_WHAT THE TASK ASKS_
Nothing in the data should be left out or altered when it is retyped.

[Start of section]

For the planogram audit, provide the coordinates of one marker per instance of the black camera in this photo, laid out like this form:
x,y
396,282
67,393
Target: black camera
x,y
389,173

[End of section]

_ANSWER BELOW_
For the planogram audit, provide the coordinates of one marker per instance of the black camera in this photo, laid out like this form:
x,y
396,282
67,393
Target: black camera
x,y
389,173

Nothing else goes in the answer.